══ Records supplied ══

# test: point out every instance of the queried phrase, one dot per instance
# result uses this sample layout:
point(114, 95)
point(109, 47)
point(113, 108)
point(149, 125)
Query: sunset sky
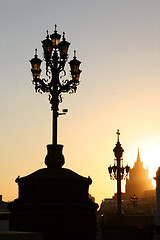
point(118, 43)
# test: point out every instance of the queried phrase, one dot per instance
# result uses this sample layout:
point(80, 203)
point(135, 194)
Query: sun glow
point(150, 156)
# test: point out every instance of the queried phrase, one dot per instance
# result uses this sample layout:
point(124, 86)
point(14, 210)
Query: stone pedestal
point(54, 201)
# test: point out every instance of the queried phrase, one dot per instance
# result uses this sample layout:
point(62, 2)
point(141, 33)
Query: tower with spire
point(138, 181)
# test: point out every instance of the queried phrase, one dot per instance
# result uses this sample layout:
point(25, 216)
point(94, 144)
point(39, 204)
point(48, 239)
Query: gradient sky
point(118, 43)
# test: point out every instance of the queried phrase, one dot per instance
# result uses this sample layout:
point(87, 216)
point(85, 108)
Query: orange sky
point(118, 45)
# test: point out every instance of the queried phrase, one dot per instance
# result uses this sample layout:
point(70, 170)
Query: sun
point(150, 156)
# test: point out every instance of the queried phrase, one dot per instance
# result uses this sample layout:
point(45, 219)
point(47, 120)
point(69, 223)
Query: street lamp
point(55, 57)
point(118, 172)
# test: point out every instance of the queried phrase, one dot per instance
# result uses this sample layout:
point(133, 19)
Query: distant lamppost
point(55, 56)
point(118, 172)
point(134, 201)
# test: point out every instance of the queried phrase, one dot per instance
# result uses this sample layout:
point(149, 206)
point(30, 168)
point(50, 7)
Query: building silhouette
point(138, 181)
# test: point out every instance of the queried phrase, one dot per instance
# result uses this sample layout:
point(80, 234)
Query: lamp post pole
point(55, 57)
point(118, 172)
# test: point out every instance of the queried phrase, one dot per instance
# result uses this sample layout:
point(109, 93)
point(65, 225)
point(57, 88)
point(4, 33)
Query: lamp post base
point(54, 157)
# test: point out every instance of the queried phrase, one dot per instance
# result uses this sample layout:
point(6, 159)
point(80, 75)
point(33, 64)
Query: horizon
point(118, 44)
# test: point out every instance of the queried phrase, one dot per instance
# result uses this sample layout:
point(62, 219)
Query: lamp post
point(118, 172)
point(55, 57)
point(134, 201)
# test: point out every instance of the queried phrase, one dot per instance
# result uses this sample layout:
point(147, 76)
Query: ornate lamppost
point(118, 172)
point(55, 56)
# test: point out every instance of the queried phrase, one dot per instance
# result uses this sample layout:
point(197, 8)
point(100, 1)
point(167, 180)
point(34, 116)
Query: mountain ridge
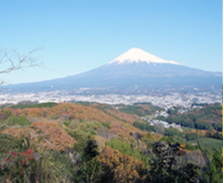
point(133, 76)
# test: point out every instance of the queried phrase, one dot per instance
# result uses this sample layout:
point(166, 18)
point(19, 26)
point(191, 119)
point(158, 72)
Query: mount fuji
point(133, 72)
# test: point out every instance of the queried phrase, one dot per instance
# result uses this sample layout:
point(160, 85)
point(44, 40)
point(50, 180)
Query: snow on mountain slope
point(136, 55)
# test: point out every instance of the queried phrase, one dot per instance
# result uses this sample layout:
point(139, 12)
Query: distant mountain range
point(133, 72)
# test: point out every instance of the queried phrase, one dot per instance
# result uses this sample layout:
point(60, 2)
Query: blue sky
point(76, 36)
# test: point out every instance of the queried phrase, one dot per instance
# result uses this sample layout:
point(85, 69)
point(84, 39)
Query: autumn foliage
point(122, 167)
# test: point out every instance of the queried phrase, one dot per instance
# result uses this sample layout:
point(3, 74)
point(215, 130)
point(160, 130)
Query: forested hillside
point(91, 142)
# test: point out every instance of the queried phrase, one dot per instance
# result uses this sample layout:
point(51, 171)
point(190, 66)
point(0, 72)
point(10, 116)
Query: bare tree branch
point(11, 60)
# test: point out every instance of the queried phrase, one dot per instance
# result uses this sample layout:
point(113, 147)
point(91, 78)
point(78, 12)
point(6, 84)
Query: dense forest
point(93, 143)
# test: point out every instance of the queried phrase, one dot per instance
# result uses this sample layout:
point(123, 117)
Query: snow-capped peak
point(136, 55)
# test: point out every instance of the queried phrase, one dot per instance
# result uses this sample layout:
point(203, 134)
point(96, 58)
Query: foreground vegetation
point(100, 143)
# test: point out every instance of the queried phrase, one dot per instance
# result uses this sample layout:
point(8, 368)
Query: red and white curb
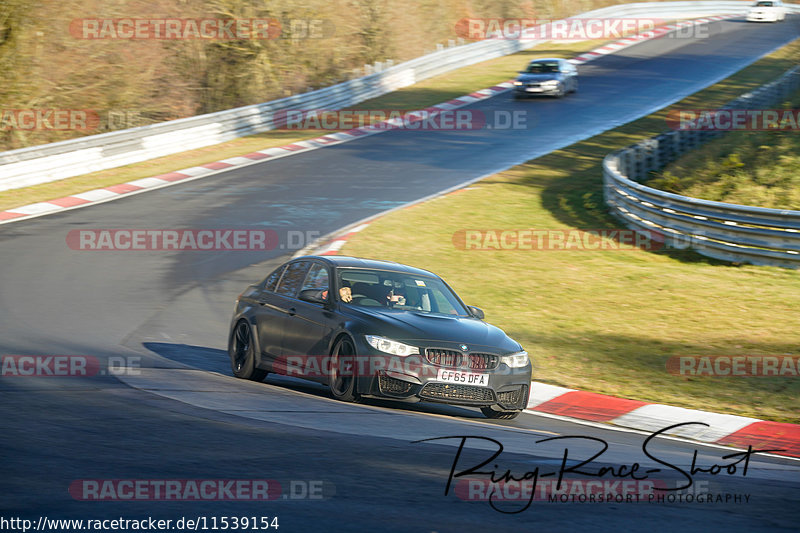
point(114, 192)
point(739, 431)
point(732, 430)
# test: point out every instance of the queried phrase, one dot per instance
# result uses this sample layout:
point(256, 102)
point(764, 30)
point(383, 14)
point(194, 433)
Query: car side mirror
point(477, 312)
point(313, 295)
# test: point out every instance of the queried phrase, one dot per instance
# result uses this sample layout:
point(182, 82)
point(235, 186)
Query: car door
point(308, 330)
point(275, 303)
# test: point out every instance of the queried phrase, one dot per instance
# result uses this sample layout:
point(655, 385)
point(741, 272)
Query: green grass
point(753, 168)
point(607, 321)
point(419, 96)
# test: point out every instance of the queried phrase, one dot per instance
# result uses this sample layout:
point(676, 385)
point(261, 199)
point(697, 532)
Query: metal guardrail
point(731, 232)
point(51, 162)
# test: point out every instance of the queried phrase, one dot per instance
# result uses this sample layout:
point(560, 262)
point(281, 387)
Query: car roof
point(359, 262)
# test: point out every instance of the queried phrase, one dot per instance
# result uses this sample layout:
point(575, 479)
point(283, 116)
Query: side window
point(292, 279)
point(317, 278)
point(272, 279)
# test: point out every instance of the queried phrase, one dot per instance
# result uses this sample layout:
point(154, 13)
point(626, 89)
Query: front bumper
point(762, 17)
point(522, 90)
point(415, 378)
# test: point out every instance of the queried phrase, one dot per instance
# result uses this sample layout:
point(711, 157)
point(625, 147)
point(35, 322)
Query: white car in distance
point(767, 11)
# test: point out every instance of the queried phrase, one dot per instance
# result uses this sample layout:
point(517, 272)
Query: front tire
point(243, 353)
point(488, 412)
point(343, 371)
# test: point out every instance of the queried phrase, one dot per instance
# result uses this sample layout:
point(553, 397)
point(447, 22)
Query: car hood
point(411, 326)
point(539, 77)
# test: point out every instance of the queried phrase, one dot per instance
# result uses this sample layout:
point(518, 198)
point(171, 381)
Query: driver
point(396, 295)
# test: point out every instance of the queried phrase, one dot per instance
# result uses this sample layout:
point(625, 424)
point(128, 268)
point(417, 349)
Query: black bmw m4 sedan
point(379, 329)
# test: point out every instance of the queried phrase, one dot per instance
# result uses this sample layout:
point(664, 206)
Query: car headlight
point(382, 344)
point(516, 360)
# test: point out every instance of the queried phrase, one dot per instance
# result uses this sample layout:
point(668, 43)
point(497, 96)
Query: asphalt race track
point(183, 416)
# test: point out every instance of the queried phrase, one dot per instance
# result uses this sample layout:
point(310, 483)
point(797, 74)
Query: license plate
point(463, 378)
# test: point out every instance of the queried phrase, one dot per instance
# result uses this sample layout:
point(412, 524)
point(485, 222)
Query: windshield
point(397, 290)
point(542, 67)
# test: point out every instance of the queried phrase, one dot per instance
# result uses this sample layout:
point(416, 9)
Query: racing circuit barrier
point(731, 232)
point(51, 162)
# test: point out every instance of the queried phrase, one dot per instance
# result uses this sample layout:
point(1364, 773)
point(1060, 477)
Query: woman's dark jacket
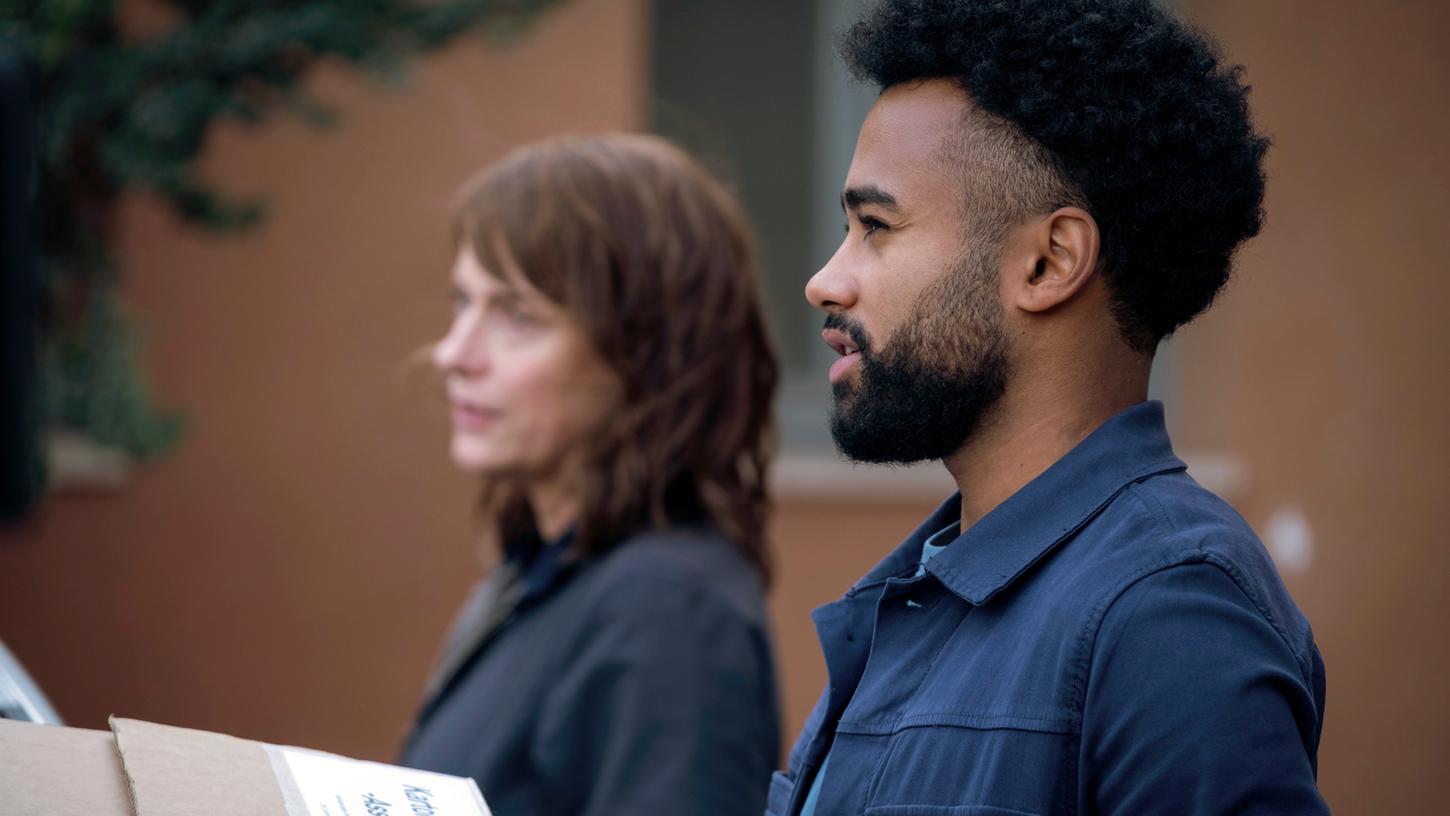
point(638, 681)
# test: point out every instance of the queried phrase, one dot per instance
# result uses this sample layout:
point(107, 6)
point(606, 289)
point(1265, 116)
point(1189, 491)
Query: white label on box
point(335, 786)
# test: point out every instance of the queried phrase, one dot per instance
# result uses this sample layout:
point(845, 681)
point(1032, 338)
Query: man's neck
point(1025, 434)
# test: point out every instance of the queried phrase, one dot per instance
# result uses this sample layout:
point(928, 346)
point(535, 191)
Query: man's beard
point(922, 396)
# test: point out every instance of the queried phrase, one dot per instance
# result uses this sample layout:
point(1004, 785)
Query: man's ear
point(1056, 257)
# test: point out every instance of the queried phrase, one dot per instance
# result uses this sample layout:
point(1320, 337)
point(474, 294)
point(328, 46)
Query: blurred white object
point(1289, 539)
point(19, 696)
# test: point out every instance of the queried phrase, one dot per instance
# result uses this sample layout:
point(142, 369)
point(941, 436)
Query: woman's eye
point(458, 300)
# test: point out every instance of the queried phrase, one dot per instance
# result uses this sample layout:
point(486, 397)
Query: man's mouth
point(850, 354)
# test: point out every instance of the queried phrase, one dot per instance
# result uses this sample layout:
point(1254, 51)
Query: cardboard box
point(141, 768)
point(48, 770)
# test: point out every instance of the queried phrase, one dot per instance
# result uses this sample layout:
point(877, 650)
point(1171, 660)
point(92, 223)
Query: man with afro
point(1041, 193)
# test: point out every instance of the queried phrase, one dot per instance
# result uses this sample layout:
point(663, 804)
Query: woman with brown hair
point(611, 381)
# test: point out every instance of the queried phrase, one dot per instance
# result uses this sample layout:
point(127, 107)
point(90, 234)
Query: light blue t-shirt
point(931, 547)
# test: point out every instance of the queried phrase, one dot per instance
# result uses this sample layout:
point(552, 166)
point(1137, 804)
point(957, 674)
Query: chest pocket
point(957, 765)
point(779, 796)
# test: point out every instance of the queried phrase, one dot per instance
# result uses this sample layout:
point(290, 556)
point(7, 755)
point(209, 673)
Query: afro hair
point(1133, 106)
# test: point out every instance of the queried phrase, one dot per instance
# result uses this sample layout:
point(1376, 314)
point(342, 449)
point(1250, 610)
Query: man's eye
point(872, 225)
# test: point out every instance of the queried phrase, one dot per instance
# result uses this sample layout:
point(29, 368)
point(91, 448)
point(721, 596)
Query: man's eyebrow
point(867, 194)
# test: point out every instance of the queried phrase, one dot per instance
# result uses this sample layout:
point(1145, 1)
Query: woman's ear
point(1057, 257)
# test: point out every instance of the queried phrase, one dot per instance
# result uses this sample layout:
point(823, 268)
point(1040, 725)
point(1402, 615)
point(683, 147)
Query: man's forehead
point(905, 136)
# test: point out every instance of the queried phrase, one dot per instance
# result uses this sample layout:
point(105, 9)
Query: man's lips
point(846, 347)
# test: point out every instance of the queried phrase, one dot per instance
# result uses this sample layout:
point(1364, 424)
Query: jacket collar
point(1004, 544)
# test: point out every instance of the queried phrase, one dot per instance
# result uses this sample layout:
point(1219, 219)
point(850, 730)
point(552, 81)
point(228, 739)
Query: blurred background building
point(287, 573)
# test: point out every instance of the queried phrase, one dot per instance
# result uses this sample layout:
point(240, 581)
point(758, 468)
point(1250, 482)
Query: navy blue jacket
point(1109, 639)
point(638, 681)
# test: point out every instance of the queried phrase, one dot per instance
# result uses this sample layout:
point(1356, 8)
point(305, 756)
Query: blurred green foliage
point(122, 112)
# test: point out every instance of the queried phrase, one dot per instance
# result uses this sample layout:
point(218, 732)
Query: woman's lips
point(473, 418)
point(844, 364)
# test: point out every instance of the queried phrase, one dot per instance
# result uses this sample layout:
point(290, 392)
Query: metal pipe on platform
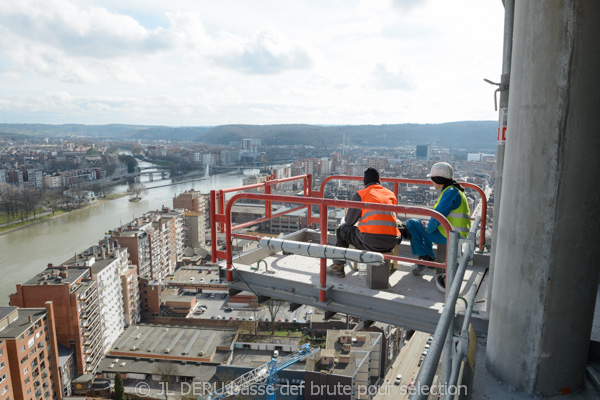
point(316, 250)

═══

Rewrite the data starting at the beginning and ending at the line containing "point(54, 201)", both ends included. Scale each answer coordinate by 2.6 and round it to a whole number, with halves rounded up. Copy every other line unchanged, and leave out the pictures.

# test: point out every instance of the queried phrase, one dot per instance
# result uses this sample layout:
point(114, 95)
point(109, 47)
point(113, 108)
point(149, 125)
Query: sunset sky
point(307, 112)
# test: point out every instance of the queried phrase, one dot per instance
# result uses this sample layout:
point(80, 203)
point(135, 194)
Query: sun glow
point(390, 406)
# test: point out every instance of the queried phrase, one dot per instance
# result uses this sample layout:
point(124, 86)
point(14, 210)
Query: stone pedestal
point(140, 523)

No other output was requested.